• [What is required]:
Would you count how many lines of the entries below include the word "background"? Give nothing but the number.

------ Data to use

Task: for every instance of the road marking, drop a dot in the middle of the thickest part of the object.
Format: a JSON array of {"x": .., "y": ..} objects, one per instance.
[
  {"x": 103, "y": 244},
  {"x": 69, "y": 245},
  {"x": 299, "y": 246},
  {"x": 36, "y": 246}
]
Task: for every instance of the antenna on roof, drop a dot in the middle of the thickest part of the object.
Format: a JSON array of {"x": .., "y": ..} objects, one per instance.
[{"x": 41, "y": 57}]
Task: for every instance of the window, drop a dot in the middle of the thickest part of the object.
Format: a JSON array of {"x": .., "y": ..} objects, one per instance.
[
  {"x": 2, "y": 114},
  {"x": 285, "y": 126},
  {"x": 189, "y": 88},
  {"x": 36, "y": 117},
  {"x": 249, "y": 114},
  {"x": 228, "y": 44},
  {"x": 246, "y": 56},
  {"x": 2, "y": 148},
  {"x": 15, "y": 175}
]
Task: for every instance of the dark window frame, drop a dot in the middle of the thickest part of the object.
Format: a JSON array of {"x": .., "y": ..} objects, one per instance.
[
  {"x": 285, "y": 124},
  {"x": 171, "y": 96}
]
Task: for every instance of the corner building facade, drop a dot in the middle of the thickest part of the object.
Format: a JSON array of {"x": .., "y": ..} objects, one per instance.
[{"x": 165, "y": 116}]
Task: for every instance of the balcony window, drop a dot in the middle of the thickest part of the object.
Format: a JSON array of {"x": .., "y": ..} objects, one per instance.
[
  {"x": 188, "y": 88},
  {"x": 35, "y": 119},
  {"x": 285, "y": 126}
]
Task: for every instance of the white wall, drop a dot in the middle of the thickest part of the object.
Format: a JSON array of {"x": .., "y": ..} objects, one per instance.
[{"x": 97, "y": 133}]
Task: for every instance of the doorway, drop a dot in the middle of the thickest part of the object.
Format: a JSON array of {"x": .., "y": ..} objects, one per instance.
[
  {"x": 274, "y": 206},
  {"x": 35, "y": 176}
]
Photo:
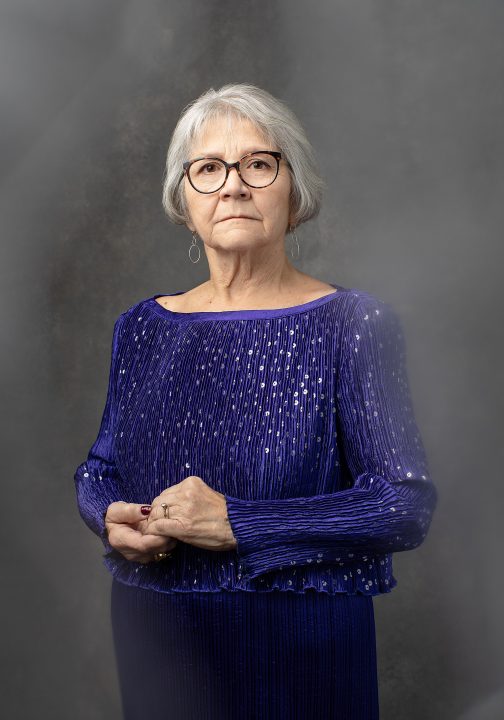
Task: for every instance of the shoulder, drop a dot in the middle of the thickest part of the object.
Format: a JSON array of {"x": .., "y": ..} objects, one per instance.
[
  {"x": 370, "y": 322},
  {"x": 128, "y": 319},
  {"x": 365, "y": 306}
]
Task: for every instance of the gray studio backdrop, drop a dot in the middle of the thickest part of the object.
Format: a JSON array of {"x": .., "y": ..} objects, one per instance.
[{"x": 403, "y": 102}]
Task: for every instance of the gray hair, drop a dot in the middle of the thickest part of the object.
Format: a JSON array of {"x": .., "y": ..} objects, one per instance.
[{"x": 272, "y": 118}]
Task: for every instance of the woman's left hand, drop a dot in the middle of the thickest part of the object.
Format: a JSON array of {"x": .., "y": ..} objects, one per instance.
[{"x": 197, "y": 515}]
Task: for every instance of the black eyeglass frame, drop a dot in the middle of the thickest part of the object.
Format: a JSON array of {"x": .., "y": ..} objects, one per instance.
[{"x": 274, "y": 153}]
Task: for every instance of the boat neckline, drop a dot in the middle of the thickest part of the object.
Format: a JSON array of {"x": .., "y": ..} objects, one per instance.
[{"x": 240, "y": 314}]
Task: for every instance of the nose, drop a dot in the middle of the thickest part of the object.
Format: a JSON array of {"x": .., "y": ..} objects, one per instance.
[{"x": 234, "y": 186}]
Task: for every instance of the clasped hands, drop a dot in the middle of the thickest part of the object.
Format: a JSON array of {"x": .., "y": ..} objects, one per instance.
[{"x": 197, "y": 516}]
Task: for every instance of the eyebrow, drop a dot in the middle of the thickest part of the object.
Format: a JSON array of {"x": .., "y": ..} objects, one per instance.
[{"x": 210, "y": 153}]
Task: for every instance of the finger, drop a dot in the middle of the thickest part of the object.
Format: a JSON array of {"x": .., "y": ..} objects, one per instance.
[
  {"x": 123, "y": 537},
  {"x": 166, "y": 528},
  {"x": 123, "y": 512}
]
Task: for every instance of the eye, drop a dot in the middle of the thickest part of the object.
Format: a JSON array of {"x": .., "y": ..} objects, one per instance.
[{"x": 208, "y": 168}]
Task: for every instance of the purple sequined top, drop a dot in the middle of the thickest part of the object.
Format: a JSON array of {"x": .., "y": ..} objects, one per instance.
[{"x": 300, "y": 416}]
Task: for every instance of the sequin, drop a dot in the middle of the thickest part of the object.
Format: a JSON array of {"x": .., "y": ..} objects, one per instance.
[{"x": 276, "y": 410}]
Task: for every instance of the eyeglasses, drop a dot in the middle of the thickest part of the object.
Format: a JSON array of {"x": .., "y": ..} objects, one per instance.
[{"x": 257, "y": 169}]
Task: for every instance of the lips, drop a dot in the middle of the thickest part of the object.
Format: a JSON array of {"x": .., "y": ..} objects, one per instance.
[{"x": 237, "y": 217}]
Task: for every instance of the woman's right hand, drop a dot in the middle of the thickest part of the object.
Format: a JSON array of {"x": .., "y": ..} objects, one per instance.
[{"x": 125, "y": 527}]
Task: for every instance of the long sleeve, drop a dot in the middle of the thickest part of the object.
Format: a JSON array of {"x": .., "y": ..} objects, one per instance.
[
  {"x": 390, "y": 504},
  {"x": 97, "y": 480}
]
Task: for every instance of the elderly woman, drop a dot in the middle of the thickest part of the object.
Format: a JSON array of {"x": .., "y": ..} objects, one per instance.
[{"x": 258, "y": 460}]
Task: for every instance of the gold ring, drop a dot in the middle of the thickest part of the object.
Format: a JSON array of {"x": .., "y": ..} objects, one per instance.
[{"x": 161, "y": 556}]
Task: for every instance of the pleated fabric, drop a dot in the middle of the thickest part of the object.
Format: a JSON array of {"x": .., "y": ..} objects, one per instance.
[{"x": 248, "y": 655}]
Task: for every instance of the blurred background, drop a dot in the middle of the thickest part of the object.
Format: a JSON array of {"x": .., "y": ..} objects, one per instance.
[{"x": 404, "y": 104}]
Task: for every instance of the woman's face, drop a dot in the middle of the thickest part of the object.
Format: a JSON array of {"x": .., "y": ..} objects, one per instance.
[{"x": 214, "y": 216}]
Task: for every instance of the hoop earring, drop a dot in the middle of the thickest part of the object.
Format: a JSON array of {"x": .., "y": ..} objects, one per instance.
[
  {"x": 293, "y": 233},
  {"x": 194, "y": 244}
]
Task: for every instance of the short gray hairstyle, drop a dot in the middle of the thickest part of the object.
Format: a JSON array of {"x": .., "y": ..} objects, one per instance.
[{"x": 272, "y": 118}]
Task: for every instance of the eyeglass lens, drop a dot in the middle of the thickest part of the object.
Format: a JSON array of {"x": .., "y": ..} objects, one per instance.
[{"x": 257, "y": 170}]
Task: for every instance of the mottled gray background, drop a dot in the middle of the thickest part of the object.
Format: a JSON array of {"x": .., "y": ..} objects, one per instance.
[{"x": 403, "y": 101}]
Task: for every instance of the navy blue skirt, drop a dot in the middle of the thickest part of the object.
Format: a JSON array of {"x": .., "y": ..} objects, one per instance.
[{"x": 272, "y": 655}]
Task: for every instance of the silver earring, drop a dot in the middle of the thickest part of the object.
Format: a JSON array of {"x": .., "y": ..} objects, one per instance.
[
  {"x": 194, "y": 244},
  {"x": 293, "y": 233}
]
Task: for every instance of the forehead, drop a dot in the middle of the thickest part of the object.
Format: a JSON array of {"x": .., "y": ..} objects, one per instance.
[{"x": 229, "y": 135}]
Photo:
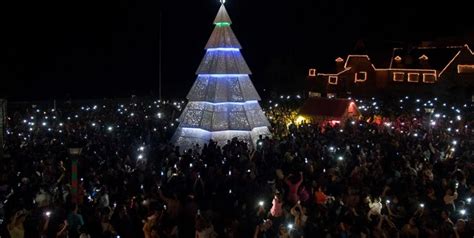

------------

• [Worked solution]:
2